>>>

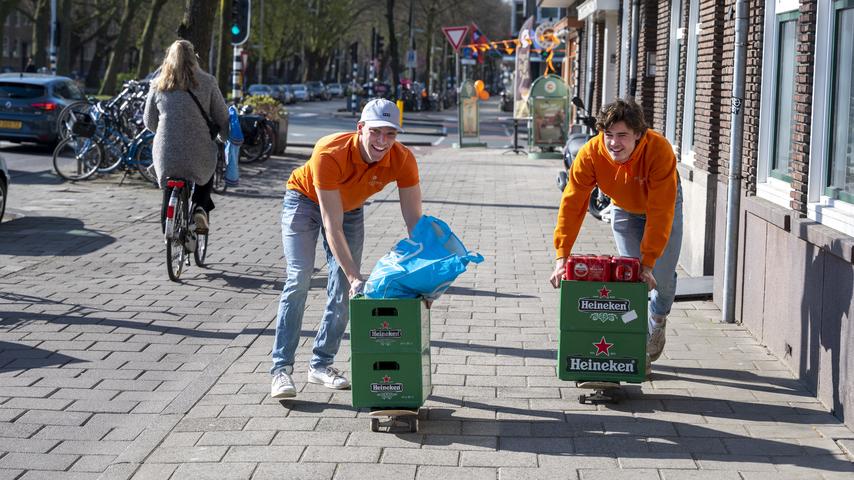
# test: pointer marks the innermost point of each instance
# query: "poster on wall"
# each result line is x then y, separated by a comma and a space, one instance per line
522, 79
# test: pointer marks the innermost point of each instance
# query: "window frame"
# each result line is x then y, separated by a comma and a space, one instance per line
827, 211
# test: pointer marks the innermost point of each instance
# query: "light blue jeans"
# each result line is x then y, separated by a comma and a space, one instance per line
301, 224
628, 232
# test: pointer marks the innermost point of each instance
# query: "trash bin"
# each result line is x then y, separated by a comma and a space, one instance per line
390, 353
281, 140
603, 330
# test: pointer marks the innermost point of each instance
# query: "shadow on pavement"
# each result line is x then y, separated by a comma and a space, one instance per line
50, 236
16, 356
45, 177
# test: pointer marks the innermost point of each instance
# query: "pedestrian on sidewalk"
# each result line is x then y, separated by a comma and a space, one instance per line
636, 167
325, 196
183, 105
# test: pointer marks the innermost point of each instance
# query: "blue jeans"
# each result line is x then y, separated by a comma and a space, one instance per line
301, 224
628, 232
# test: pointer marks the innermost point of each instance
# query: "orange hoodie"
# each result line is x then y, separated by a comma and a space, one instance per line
645, 184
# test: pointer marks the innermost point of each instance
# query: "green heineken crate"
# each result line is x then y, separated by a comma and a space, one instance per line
391, 380
603, 330
389, 325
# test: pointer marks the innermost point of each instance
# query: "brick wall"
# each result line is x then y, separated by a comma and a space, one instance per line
803, 104
646, 97
712, 99
752, 93
680, 83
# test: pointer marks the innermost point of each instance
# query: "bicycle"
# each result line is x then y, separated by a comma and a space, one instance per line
179, 230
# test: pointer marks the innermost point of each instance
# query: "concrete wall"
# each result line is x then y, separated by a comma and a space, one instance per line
795, 293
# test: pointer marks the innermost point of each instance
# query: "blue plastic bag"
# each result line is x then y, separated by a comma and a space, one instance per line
232, 147
424, 265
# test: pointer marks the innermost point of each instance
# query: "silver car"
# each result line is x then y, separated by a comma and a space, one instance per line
4, 186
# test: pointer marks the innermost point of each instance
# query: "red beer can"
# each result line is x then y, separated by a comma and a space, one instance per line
588, 268
625, 269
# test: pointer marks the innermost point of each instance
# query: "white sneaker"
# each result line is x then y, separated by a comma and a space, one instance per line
283, 385
201, 220
656, 340
328, 377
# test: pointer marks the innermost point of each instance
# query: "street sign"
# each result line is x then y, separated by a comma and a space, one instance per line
455, 36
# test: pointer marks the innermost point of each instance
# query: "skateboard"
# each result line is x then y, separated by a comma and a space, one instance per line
395, 417
603, 392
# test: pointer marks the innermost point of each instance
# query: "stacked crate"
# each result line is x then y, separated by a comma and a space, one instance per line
390, 353
603, 331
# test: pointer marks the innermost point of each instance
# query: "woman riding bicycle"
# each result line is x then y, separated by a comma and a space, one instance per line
184, 108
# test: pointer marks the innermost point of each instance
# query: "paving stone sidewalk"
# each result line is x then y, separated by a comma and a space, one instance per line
108, 370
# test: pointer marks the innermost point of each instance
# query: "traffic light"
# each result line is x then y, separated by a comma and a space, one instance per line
241, 14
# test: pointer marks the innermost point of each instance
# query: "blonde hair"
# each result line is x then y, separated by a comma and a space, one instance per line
177, 69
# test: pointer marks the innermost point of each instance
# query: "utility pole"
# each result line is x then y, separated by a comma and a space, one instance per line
53, 37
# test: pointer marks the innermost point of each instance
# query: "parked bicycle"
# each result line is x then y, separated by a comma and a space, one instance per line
96, 143
180, 232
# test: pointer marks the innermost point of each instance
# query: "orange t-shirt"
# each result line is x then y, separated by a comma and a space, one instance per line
645, 184
336, 164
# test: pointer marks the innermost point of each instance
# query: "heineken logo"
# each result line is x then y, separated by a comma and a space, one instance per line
385, 332
610, 305
386, 386
606, 365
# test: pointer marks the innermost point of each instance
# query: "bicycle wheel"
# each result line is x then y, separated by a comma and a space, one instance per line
68, 115
77, 158
176, 254
268, 135
143, 159
219, 185
201, 249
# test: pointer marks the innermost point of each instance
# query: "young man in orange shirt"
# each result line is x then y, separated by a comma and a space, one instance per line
636, 167
325, 196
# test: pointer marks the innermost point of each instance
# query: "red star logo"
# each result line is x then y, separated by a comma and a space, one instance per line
602, 347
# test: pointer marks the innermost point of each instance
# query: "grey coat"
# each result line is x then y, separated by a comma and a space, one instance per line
182, 144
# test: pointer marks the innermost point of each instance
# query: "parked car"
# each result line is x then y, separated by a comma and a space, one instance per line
4, 186
30, 103
335, 89
318, 90
262, 89
286, 93
301, 92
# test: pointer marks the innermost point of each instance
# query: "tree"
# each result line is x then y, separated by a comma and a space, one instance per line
197, 26
147, 37
394, 52
119, 48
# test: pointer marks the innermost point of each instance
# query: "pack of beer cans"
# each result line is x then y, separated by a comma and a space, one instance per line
602, 268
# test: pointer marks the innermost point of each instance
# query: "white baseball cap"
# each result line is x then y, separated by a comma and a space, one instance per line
380, 112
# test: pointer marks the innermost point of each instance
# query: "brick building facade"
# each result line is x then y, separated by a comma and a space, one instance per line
795, 241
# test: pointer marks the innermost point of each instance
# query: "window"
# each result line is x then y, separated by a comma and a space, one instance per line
840, 170
781, 155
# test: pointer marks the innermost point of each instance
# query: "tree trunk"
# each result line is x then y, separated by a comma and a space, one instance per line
226, 51
392, 47
145, 53
41, 32
117, 57
63, 55
199, 17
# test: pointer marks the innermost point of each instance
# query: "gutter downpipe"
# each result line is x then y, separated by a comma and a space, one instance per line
633, 54
735, 144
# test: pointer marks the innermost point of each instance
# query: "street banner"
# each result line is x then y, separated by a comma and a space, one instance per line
522, 80
455, 36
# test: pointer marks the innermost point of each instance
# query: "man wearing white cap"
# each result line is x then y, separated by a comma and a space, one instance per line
325, 196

<<<

* _WORK TO COMPLETE_: Count the lines in the records that contain the word "logo", and give only that number.

* _THE COMPLETED TASK_: 2